Exercise details: Collect every line below that contains the string "bride" and copy each one in full. Letter case matters when matching.

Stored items
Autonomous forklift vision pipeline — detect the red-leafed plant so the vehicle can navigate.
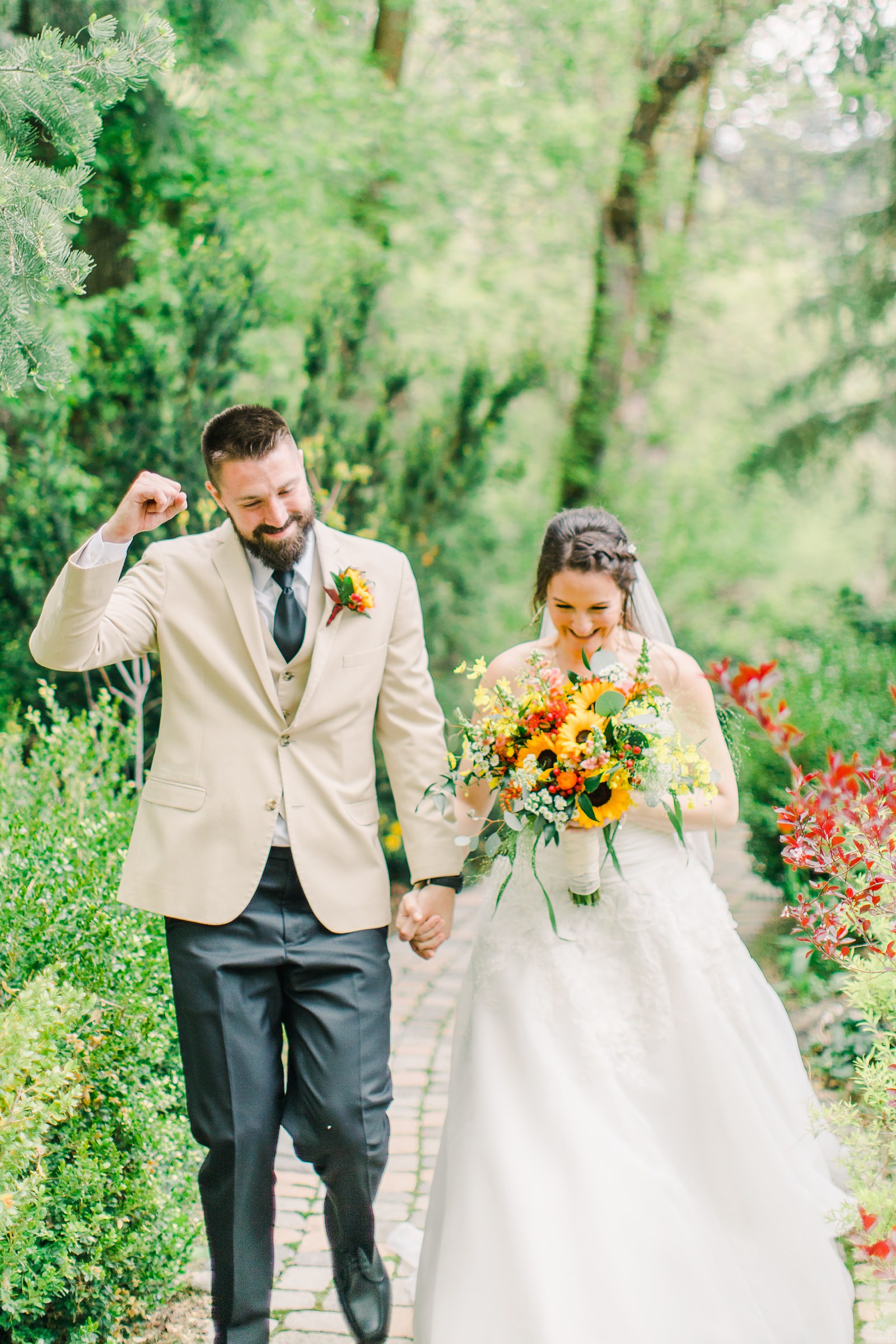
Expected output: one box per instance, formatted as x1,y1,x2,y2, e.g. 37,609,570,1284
708,659,896,1278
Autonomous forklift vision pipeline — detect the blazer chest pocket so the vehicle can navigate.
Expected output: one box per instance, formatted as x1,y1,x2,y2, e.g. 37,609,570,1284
345,799,380,827
343,644,388,668
139,774,206,812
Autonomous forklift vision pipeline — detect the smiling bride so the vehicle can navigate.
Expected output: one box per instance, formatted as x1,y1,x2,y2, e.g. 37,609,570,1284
414,508,853,1344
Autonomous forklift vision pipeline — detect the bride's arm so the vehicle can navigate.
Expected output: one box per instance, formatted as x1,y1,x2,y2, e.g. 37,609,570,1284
627,649,738,830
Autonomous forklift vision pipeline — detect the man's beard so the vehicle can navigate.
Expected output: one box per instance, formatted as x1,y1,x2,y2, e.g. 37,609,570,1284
228,510,314,570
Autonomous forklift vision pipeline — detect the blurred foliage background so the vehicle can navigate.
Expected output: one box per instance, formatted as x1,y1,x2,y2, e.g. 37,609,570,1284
0,0,896,1337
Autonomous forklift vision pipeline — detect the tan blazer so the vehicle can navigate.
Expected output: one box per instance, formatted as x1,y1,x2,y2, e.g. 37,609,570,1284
31,521,461,933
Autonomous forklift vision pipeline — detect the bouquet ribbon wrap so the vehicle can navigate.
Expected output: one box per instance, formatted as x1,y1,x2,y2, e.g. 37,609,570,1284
560,827,600,897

Solution for this exercise:
Autonomous forklift vision pipeline — detect the smiling bride so the vehicle can navigate.
Autonomous forklift vision pipeline — detect the bride's arm so the vehicle can navigate.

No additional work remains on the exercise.